------ RECORD EXCERPTS

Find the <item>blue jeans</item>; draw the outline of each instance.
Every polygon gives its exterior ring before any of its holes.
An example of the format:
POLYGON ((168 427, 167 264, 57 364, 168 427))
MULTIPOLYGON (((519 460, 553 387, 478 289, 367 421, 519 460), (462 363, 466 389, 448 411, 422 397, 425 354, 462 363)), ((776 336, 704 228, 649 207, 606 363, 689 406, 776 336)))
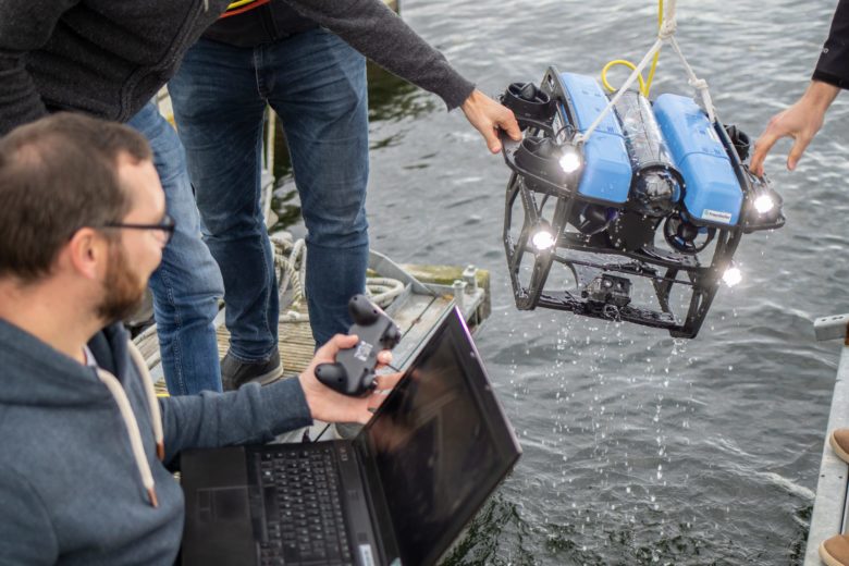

------------

TASK PROMPT. Rewrite the entries with "exterior ring" changed to "outer boundary" and everything else kept the same. Leave out the pictures.

ANSWER.
Find the <item>blue jeans</item>; draw the outline of each instance.
Every polygon gives its outer boundary before any of its holes.
An example of the format:
POLYGON ((168 427, 167 264, 57 364, 168 427))
MULTIPOLYGON (((519 460, 553 387, 478 289, 367 421, 519 460), (462 363, 466 389, 448 411, 422 397, 425 354, 462 363)), ((776 336, 704 228, 649 207, 606 363, 689 406, 776 336)))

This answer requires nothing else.